Des fruits méditerranéens dans nos vergers septentrionaux
La Senura, la chambre d’agriculture de la Drôme et les partenaires du projet Pepigramette ont organisé une visite aux Vergers du puits.©DR_chambreagricultureDrôme

Pendant plusieurs décennies, abricots et noix ont fait vivre la famille Gélus en Drôme des collines. Deux productions spécialisées, des récoltes livrées à la coopérative : un système rodé qu’Yves a perpétué après le départ en retraite de son père, en 1998. Dix ans plus tard, avec l’installation de son épouse, Anne Gélus, débute une transition globale de l’exploitation. « Elle voulait commercialiser en direct et on sentait qu’il y avait de la demande », raconte Yves. Le couple d’arboriculteurs commence alors à proposer ses fruits à des amis de l’Ain, puis à des amis d’amis en Saône-et-Loire et rapidement des réseaux se créent dans l’Est de la France, allant du Jura, aux Hautes-Alpes, en passant par la Haute-Savoie. « Au début, on faisait encore du volume pour la coop, mais en abricots on est rapidement passé au circuit court pour toute la production. Déjà, parce que c’était compliqué de travailler de deux façons différentes, et surtout parce que ça se développait bien », se souvient l’arboriculteur.

Quatre leviers face au changement climatique

Depuis 2008, la dynamique perdure. Ces réseaux regroupent aujourd’hui plus d’un millier de personnes et la ferme a aussi rejoint les paniers paysans AlterConso à Lyon, le tout complété par des ventes à la ferme. Et pour ce qui est des volumes, ils ont pu être revus à la baisse grâce à la valorisation des prix. Désormais, les Vergers du puits ne comptent plus que 4 hectares d’abricotiers, contre 10, il y a une dizaine d’années. Poussés par le dérèglement climatique, les noyers ont connu le même chemin, passant de 18 à 4 ha. « Aujourd’hui, on garde ceux qui nous restent, mais on n’est pas très optimiste, reconnaît l’arboriculteur. Les noyers ont besoin de beaucoup d’eau et n’aiment pas la chaleur… À terme, c’est une production qui risque de disparaître. » Face aux aléas récurrents, Anne et Yves cherchent à s’adapter. De cette réflexion naît l’idée de créer un système résilient basé sur quatre leviers. D’abord le circuit court, pour choisir le prix de vente des produits. Deuxièmement, l’aménagement des parcelles, avec notamment des principes d'agroécologie. Troisièmement, l’autonomie à tous les niveaux : énergie, engrais, machines. Et enfin, la diversification des espèces et des variétés.

__DONNÉES BRUTES__.
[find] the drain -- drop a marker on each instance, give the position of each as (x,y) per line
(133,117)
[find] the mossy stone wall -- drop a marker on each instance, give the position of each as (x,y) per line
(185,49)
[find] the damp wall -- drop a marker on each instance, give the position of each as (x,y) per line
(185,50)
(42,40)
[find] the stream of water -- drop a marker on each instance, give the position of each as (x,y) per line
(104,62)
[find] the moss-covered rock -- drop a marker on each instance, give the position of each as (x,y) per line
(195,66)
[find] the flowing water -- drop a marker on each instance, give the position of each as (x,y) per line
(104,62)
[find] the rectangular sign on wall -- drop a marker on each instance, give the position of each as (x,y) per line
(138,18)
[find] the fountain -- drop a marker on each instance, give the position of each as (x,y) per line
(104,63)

--

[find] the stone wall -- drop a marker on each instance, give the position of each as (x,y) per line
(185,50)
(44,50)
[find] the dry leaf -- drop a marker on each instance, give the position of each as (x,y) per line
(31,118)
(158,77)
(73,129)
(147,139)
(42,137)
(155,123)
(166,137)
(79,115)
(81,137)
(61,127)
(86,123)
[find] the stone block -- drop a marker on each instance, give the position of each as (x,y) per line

__CONSIGNES__.
1 – Comptez les lignes des données qui contiennent la chaîne « water », en respectant la casse. Donnez seulement le nombre.
2 – Rédigez la suite du texte sur les Vergers du puits, s'il vous plaît, en reprenant après sa dernière phrase.

__RÉPONSES__.
1 – 2

2 –
Cumul des espèces et des variétés

Aux Vergers du puits, cette diversification a débuté en 2011 avec la plantation d’amandiers. « On s’est un peu renseigné et on a choisi une variété à floraison tardive. Le gel de printemps n’est pas un problème », détaille l’arboriculteur. L’expérience a été concluante, au point de compter plus de 2 ha d’amandiers aujourd’hui. « Ce n’est pas une culture avec laquelle on gagne beaucoup d’argent, car les rendements ne sont pas énormes, précise encore Yves. Mais la contrepartie, c’est que les amandiers demandent peu de travail en dehors de la récolte. » Les raisins de table, plantés en 2020 sur 1 ha, sont au contraire une culture très technique pour un rendement et un prix intéressant. « C’est le cumul des fruits qui fait que les choses se passent bien. On sait qu’on aura toujours un problème quelque part, donc l’idée est de réussir un peu quelque chose chaque année », assure l’arboriculteur.
Cumul des espèces mais aussi des variétés. Quatre types de grenadiers ont notamment été plantés en 2020 (acco, provence, hermione et wonderful) sur 1,5 ha. « Ça permet de voir ce qui marche ou non. Et puis, il peut y avoir un problème sur une variété une année et pas sur une autre, comme on a pu le voir cette saison pour les abricots [NDLR : des bergerons, orange red et soledans sont cultivés sur la ferme] », illustre l’exploitant.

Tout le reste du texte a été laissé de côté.